### [WHAT IS REQUIRED]
Using the entries that follow, write out the line containing "</instance>", the line containing "232L388 194L359 207L344", and every line between them, exactly and nothing else.

### [INPUT DATA]
- - - - -
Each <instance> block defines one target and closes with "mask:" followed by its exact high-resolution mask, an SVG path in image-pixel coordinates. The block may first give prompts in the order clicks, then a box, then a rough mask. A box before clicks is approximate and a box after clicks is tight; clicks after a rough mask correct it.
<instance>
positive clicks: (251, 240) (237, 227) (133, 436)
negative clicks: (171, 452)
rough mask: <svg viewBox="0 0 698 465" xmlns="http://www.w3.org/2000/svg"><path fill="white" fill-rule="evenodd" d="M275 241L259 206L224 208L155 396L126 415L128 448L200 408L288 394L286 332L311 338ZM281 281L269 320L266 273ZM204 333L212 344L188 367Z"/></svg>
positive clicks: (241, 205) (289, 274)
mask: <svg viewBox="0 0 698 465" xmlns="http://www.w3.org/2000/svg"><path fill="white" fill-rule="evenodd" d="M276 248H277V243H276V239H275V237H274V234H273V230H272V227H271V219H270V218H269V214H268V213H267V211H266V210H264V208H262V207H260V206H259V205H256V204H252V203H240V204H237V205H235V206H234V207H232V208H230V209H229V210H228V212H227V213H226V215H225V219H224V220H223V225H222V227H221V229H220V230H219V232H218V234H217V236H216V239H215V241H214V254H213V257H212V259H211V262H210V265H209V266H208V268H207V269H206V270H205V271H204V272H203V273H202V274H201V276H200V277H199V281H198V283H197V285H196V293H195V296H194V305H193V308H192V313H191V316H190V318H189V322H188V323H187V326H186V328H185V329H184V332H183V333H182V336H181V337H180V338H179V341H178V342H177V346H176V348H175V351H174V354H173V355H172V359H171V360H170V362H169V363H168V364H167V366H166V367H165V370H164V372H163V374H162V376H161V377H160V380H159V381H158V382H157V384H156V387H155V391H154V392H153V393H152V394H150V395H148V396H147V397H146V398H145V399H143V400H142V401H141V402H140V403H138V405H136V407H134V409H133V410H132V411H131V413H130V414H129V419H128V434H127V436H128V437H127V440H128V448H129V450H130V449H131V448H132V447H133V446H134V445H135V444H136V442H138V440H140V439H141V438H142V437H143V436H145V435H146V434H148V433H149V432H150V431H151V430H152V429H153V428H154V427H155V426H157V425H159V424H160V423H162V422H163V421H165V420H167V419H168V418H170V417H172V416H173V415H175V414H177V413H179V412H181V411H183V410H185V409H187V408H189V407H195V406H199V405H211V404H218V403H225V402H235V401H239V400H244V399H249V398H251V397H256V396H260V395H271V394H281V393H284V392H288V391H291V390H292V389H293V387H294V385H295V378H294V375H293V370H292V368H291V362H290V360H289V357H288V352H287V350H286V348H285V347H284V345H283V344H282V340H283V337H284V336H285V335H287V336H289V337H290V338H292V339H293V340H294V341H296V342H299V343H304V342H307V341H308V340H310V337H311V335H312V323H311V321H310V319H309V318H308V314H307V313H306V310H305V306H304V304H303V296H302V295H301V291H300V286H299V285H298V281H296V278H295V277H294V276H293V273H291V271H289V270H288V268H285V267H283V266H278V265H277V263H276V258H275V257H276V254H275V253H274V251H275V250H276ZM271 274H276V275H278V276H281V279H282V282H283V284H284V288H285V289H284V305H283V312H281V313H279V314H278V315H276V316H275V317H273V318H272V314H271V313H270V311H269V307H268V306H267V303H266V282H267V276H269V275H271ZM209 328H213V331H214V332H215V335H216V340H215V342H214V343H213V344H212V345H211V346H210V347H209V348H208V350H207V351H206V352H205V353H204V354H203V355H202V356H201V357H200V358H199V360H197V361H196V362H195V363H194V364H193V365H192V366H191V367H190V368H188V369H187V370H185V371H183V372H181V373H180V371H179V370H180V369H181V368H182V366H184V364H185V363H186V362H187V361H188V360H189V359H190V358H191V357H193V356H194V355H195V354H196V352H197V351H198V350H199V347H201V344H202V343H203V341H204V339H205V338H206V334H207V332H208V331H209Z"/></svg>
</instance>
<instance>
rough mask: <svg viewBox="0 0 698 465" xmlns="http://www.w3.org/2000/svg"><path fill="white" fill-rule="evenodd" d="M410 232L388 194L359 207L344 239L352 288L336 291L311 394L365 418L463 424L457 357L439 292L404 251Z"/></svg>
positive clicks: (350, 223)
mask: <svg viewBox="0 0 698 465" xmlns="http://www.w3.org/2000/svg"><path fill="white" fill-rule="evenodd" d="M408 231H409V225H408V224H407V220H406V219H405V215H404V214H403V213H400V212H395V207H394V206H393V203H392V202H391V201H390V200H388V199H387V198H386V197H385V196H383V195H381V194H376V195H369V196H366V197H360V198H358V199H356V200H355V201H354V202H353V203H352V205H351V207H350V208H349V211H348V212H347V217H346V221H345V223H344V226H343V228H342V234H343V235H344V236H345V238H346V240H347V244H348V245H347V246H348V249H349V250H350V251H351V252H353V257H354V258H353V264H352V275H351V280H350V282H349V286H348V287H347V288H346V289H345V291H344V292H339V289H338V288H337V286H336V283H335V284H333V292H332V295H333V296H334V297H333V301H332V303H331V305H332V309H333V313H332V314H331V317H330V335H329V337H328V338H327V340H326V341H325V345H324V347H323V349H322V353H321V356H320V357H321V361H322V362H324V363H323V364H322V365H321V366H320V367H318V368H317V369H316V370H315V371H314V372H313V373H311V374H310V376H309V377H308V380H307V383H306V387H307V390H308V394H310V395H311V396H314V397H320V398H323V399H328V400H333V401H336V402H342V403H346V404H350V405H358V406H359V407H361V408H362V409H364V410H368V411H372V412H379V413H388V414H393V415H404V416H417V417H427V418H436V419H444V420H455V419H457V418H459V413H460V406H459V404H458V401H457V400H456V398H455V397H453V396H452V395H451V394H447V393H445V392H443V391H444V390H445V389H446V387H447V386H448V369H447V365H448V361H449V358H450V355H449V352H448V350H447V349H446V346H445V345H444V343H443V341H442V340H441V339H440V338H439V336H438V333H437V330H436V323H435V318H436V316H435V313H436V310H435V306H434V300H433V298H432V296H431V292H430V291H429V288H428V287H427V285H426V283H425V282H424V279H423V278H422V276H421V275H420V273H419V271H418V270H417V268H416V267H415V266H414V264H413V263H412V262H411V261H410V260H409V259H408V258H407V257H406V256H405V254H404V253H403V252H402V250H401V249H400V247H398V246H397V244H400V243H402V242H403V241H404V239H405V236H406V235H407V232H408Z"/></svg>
- - - - -
### [RESPONSE TO THE EXERCISE]
</instance>
<instance>
rough mask: <svg viewBox="0 0 698 465" xmlns="http://www.w3.org/2000/svg"><path fill="white" fill-rule="evenodd" d="M410 232L388 194L359 207L344 239L352 288L336 291L311 394L365 418L463 424L457 357L439 292L404 251Z"/></svg>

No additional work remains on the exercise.